* **TO DO**
Search the records for the string "clicks" and return each line that has it.

* **Segmentation mask data**

_____

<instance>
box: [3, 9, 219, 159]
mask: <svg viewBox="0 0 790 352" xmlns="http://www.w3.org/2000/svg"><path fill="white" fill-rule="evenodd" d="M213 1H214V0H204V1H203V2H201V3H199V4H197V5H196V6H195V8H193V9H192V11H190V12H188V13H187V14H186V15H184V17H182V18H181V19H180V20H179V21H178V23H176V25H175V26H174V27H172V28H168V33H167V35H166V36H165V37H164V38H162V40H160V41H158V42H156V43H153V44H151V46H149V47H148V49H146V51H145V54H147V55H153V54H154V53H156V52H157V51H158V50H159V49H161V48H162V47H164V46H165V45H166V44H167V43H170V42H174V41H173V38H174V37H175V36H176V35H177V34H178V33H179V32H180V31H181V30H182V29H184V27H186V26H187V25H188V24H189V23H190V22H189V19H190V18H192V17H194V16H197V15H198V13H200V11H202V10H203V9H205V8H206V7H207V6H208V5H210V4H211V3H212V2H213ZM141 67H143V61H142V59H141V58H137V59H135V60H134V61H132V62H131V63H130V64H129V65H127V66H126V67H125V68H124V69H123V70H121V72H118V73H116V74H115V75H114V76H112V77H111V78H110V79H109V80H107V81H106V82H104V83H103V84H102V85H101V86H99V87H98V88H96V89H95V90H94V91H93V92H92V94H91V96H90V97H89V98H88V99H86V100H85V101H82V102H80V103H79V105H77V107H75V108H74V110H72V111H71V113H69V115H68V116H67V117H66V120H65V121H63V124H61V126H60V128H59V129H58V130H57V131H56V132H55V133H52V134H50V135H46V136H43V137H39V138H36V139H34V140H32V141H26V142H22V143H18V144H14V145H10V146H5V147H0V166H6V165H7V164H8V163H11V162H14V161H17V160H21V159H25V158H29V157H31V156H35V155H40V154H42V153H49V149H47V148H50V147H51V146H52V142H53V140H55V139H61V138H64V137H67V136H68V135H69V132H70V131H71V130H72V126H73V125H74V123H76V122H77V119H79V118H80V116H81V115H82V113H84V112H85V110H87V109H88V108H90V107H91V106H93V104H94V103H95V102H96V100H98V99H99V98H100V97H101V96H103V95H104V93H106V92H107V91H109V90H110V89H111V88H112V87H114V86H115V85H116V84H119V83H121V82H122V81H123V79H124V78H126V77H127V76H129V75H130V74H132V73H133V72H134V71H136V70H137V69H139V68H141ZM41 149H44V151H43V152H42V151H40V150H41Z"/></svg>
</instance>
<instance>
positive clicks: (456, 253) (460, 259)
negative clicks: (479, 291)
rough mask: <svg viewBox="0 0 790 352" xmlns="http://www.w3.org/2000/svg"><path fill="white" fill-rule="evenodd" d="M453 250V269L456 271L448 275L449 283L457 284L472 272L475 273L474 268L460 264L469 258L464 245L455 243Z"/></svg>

_____

* **RESPONSE FOR THIS EXERCISE**
positive clicks: (456, 253) (460, 259)
negative clicks: (479, 291)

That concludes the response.